Directions — Below are some records; copy each line in them that contains "yellow".

(Saved entries)

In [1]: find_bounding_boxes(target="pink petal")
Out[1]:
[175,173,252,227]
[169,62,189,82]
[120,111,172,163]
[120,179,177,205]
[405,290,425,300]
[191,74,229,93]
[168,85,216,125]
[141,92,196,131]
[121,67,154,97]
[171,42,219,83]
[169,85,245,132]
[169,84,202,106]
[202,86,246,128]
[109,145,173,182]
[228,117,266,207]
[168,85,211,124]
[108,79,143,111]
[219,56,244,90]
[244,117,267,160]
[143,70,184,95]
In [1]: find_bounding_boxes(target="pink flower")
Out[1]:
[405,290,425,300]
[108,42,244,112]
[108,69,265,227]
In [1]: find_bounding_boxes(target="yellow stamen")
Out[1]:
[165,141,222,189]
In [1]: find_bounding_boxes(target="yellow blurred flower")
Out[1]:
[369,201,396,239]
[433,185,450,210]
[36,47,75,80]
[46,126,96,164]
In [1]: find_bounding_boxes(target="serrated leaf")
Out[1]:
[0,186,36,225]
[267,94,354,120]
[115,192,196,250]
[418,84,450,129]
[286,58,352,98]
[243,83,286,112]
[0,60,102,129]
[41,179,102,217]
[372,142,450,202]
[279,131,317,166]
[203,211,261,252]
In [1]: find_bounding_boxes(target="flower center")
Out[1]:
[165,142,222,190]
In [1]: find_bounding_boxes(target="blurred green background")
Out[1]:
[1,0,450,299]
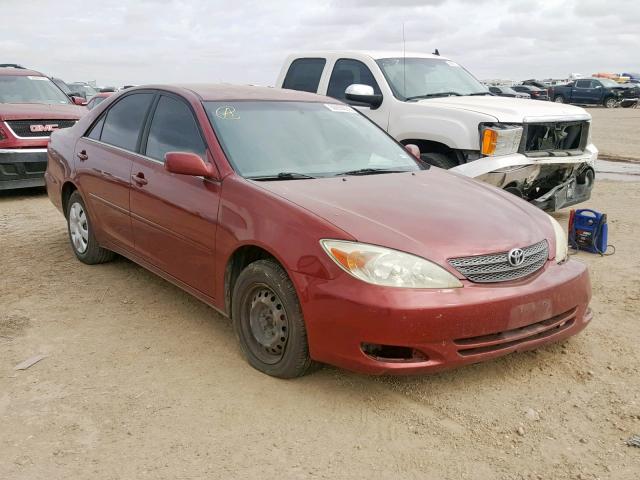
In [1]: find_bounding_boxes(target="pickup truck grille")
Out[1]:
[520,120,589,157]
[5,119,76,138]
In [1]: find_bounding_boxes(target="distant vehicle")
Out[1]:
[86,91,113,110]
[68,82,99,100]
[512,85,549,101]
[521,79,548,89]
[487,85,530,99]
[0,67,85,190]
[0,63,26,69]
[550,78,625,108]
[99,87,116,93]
==
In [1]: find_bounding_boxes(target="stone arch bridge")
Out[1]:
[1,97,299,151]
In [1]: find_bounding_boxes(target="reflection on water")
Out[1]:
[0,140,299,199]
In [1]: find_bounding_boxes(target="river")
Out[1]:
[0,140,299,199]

Your response —
In [1]: find_bounding_boxes(target="yellow stamen")
In [1]: find_bounding_boxes(target="yellow blurred flower")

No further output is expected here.